### What is being asked
Locate the line that contains "Objective — one marker on every instance of the teal". Print it and every subsequent line through the final line of the records, exactly and only those.

##### Records shown #####

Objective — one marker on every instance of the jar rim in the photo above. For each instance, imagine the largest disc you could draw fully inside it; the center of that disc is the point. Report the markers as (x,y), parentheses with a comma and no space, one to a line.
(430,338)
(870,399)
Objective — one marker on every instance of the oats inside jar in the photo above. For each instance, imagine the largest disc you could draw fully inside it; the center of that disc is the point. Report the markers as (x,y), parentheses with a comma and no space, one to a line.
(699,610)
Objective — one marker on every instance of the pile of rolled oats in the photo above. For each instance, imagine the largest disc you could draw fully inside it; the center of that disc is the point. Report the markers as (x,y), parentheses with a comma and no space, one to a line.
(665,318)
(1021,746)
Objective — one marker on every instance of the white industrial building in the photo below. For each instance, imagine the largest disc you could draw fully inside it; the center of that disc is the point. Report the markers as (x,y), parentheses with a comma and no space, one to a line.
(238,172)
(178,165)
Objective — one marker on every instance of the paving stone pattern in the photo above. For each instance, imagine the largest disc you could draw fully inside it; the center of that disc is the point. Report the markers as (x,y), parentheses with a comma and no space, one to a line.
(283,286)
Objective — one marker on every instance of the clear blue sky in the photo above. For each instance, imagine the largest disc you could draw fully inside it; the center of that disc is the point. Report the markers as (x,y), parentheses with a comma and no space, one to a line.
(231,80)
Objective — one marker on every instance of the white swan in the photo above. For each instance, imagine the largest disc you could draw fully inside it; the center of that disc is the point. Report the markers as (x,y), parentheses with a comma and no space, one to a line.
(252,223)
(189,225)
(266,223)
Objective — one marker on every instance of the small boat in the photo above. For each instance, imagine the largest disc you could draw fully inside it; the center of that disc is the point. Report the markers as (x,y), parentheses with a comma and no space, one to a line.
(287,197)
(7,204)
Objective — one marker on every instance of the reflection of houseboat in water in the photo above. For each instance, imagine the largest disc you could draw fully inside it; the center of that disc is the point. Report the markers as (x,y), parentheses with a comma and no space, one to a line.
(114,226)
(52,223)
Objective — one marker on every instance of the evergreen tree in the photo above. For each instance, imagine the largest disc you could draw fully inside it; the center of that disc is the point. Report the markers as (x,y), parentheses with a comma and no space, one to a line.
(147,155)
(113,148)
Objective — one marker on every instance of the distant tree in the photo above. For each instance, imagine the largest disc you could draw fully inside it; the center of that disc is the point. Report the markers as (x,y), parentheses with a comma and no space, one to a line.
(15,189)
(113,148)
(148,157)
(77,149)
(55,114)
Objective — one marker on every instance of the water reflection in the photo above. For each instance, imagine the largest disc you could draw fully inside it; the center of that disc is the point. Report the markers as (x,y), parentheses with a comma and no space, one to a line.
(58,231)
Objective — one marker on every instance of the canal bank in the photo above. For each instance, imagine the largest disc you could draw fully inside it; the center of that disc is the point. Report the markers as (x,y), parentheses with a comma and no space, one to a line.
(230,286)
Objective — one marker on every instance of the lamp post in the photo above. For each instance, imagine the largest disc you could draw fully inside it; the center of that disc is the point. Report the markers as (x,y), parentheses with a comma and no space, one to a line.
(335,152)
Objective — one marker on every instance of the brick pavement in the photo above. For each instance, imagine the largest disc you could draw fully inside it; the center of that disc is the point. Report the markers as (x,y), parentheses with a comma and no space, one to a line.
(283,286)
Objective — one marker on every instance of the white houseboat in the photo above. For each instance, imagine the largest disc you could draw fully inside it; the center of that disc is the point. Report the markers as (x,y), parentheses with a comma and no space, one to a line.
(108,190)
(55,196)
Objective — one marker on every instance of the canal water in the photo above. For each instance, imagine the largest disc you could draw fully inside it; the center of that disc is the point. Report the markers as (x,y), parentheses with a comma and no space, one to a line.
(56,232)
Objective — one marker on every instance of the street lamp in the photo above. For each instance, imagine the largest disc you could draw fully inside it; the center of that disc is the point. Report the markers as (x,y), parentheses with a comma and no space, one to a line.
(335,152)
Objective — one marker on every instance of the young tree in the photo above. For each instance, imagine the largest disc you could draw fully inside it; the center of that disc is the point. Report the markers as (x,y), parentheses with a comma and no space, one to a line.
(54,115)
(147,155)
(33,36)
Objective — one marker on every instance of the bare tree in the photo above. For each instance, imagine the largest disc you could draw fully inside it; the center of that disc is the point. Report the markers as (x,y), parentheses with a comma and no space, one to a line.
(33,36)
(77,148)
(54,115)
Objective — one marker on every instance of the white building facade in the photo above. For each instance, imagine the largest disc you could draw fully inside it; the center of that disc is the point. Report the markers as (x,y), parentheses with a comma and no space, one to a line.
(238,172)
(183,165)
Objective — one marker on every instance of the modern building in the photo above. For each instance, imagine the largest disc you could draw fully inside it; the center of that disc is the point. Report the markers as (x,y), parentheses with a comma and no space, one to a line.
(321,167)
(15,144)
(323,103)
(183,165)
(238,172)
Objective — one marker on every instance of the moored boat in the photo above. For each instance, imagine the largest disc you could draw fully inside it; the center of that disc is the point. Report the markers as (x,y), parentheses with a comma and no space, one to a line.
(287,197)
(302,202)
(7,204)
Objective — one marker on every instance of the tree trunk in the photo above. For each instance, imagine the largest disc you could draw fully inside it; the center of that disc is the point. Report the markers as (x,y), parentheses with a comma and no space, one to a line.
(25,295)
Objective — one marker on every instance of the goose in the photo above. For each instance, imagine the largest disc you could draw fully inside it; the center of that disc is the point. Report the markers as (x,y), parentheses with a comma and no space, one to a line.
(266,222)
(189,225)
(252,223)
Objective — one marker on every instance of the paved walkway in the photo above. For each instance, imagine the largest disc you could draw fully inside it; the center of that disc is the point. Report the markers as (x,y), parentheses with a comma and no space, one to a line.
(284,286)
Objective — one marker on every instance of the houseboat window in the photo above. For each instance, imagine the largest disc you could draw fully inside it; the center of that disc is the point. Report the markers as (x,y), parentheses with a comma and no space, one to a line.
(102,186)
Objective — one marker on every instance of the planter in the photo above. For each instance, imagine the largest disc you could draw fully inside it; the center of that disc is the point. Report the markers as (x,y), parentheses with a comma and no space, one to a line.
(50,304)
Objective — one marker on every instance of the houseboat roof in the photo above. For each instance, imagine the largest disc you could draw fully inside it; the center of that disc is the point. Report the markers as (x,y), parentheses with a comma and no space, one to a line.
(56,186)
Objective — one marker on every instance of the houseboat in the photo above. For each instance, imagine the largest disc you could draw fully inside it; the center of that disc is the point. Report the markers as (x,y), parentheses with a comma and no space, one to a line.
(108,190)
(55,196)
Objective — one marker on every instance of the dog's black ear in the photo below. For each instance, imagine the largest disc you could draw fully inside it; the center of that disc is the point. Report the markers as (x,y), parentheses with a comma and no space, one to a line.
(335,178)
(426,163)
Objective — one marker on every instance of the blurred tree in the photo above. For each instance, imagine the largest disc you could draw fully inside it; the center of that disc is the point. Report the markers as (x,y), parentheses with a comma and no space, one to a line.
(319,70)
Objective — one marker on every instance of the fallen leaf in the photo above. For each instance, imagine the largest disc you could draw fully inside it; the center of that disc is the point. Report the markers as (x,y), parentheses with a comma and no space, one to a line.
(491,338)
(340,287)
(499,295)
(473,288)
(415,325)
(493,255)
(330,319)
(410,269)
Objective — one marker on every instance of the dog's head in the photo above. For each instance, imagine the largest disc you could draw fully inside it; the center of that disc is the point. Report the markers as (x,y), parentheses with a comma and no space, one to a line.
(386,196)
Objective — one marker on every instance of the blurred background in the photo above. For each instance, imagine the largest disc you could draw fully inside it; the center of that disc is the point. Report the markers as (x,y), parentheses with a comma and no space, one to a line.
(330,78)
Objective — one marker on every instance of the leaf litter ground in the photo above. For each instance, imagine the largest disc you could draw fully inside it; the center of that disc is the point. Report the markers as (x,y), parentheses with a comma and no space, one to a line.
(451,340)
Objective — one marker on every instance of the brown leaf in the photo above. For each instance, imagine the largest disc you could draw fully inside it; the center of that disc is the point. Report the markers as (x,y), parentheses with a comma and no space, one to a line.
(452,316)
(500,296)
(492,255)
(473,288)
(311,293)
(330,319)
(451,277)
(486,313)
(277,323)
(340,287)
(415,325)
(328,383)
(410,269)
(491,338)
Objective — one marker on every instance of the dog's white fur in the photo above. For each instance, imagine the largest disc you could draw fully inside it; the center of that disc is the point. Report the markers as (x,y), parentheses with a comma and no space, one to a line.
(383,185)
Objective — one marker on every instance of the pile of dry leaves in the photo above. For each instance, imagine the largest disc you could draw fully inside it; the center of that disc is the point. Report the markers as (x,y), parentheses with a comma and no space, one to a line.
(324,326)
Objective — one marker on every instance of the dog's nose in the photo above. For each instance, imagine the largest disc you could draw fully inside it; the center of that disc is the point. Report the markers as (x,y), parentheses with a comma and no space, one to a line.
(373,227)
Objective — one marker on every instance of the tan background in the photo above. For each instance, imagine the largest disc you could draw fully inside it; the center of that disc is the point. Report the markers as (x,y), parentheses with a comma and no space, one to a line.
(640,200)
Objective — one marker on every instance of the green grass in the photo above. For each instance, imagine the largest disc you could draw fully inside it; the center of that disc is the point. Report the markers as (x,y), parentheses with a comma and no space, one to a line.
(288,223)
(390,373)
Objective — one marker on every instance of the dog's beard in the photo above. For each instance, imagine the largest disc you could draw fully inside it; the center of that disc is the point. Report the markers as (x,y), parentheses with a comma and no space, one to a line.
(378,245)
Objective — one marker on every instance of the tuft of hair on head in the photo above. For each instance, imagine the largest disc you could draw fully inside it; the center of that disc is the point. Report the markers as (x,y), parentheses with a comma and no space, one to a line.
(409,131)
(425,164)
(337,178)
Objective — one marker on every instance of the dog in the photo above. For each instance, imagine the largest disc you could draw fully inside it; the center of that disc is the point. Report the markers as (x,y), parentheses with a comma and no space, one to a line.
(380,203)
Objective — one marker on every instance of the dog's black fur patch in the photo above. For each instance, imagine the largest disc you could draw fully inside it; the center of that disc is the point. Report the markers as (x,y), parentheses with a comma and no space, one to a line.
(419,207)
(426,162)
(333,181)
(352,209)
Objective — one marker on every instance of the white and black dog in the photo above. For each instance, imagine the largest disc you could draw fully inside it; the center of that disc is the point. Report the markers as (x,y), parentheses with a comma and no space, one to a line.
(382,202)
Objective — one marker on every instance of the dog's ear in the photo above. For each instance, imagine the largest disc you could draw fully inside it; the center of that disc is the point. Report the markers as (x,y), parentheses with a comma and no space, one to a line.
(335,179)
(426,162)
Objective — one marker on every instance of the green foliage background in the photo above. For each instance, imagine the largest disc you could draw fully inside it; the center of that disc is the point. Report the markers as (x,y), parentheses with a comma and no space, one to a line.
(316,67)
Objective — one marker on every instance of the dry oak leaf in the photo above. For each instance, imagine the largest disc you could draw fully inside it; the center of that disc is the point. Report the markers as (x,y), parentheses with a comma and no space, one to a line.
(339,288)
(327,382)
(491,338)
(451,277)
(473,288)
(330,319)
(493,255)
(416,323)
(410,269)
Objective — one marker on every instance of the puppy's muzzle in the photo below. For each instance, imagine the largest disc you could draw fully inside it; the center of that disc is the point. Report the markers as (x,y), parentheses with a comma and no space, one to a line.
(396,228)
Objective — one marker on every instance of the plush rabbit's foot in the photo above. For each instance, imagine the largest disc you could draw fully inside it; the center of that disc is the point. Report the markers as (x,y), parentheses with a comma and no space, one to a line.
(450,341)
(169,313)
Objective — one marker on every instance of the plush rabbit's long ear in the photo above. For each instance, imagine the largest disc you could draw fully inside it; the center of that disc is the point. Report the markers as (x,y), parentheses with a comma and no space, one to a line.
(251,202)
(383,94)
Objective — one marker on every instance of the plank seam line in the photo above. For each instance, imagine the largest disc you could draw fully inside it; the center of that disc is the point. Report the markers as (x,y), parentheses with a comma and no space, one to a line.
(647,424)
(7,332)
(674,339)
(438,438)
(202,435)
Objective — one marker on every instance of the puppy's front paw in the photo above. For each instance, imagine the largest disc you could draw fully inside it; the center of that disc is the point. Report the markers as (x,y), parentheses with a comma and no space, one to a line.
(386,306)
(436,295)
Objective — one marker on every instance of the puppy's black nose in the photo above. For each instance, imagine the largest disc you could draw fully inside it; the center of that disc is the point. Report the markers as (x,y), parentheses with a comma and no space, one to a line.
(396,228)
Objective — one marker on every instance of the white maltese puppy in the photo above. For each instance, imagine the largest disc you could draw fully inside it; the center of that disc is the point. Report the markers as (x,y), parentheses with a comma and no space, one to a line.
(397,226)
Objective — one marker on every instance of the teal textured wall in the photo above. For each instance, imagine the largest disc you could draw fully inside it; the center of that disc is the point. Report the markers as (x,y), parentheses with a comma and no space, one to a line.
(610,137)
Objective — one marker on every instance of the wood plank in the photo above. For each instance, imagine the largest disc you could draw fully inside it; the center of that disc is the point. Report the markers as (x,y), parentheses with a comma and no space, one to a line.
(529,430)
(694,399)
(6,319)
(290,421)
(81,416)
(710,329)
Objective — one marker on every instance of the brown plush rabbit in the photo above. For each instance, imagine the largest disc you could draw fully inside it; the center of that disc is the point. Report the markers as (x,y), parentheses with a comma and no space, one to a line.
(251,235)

#####

### Task output
Objective — one marker on every instance of the teal textured wall in the photo above. For each instance, imagine the largest disc you could draw fully inside it; the center of that disc is the point. Report the markers as (x,y), parentheses with a comma and no space, one to a line.
(610,137)
Objective — one marker on every instance of the wood plank in the photo above. For each instance, imagine the largest disc you could draw fully inside it; the center of that disc is the point. Report the markers as (x,y), parentheses with a comma and no space, one to a line.
(529,430)
(694,399)
(6,319)
(290,421)
(81,416)
(710,329)
Objective — one marker on every instance of the brown plush rabbit in the photo above. For each instance, imagine the largest disc you could draw fully inside it; the center of that disc is the point. Report the markers as (x,y), parentheses with a comma and no space, one to a line.
(251,235)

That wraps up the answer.